Blake Sr. estava se referindo ao garoto branco de 17 anos, Kyle Rittenhouse, que, intoxicado pela pregação racista da campanha de Trump sobre “lei e ordem” e supostas ameaças das “turbas violentas nas ruas da América”, pegou um fuzil de assalto, invadiu a pequena cidade e matou dois manifestantes e feriu outro.

Depois, passou pela polícia, sem sofrer qualquer constrangimento, foi embora e só 12 horas mais tarde se entregou à justiça no Estado vizinho de Illinois. O advogado dele já disse que irá alegar “legítima defesa”.

Nem era morador de Kenosha. Como ele, outros integrantes de uma milícia supremacista branca invadiram a pequena cidade para caçar manifestantes. Isso ocorreu na terça-feira, segundo dia dos protestos.

Tratou-se, como disse o advogado de Blake, de um conto de dois vídeos. Um mostra o negro Blake sendo baleado repetidamente pelas costas pela polícia, sem apresentar qualquer ameaça. Outro, mostra um atirador branco, depois de matar dois manifestantes a tiros e ferir um terceiro, passar pelas fileiras de policiais, sem ser importunado.

De acordo com os jornais, Rittenhouse é adepto de Trump e participou em janeiro de um comício do presidente, e também está envolvido com a organização extremista “Blue Lives Matter” (Vidas Azuis – cor do uniforme de polícia – Importam).

A irmã de Blake, Letetra Widman, na manifestação desse sábado encabeçou cânticos, como “tenho orgulho de ser negro” e “amo gente negra”. Ela, logo após o quase assassinato do irmão por um policial branco, pelas costas, chamou a atenção ao dizer que não havia chorado, que estava com raiva, e que “não queria pena, queria mudança”.

※ ※ ※

REQUISITOS DO EXERCÍCIO
1) Responda com base no texto sobre os protestos em Kenosha:
(a) Quantas horas depois Rittenhouse se entregou à justiça, e em qual Estado?
(b) Em que dia da semana integrantes da milícia invadiram a pequena cidade?
(c) Qual é o nome da irmã de Blake?
2) Transcreva, sem alterações, o trecho do texto sobre os protestos em Kenosha que vai de “Depois, passou pela” até “sem ser importunado.”.
Responda baseando-se somente no texto.

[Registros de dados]
※ ※ ※

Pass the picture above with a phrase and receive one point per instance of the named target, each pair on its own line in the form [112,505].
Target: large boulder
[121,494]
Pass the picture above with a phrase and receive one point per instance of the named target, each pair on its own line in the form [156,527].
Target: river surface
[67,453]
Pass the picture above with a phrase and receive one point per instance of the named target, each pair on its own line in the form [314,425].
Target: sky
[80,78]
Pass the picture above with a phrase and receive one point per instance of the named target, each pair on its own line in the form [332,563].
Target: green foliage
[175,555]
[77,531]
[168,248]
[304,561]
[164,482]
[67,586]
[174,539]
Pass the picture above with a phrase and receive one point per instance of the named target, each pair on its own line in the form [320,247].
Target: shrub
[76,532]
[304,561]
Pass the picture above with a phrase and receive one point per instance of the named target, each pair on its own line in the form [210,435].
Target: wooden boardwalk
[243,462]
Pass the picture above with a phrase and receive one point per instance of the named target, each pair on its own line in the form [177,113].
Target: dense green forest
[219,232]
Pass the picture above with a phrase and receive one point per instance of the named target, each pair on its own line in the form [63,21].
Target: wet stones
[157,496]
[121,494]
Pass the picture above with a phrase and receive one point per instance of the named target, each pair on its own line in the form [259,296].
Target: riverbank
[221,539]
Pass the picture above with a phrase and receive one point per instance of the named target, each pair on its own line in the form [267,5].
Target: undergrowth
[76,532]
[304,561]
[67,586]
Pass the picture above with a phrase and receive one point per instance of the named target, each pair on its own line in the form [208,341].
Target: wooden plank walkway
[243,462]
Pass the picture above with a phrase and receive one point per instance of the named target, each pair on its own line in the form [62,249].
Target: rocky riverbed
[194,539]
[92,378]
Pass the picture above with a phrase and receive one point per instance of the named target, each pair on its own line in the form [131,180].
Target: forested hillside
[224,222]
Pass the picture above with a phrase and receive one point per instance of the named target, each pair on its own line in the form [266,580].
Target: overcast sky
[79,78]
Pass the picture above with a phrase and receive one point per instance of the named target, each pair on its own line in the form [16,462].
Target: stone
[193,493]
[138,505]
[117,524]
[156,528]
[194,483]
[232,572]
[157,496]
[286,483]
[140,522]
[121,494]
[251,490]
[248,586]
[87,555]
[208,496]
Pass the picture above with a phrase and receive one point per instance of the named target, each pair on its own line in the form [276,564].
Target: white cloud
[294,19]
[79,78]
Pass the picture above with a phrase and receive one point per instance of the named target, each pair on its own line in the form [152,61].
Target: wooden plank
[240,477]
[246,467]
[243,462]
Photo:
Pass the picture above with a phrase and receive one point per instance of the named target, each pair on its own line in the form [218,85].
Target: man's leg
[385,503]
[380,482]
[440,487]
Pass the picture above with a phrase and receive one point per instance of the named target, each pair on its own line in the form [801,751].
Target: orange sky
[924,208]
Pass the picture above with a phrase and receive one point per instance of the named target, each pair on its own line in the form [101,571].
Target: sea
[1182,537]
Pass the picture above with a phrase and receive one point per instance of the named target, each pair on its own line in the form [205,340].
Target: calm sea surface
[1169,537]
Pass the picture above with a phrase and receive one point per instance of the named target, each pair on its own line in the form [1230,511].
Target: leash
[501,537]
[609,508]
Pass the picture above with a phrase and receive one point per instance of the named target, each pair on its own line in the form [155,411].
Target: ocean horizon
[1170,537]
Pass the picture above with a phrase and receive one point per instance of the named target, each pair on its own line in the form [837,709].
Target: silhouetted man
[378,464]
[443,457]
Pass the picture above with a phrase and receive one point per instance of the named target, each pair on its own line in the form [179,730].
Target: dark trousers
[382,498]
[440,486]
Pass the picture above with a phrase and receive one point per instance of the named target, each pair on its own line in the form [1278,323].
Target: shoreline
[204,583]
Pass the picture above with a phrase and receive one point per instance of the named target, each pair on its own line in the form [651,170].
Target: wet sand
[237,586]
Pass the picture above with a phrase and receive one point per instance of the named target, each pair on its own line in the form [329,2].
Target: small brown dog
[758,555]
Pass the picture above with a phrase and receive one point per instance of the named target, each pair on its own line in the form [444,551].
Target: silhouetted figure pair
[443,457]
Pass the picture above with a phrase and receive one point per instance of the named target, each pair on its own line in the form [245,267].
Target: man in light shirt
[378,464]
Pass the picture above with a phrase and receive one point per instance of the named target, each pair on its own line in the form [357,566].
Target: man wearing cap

※ ※ ※

RESULTADOS DAS TAREFAS
1)
(a) Doze horas mais tarde, no Estado de Illinois.
(b) Na terça-feira, segundo dia dos protestos.
(c) Letetra Widman.

2)
Depois, passou pela polícia, sem sofrer qualquer constrangimento, foi embora e só 12 horas mais tarde se entregou à justiça no Estado vizinho de Illinois. O advogado dele já disse que irá alegar “legítima defesa”.

Nem era morador de Kenosha. Como ele, outros integrantes de uma milícia supremacista branca invadiram a pequena cidade para caçar manifestantes. Isso ocorreu na terça-feira, segundo dia dos protestos.

Tratou-se, como disse o advogado de Blake, de um conto de dois vídeos. Um mostra o negro Blake sendo baleado repetidamente pelas costas pela polícia, sem apresentar qualquer ameaça. Outro, mostra um atirador branco, depois de matar dois manifestantes a tiros e ferir um terceiro, passar pelas fileiras de policiais, sem ser importunado.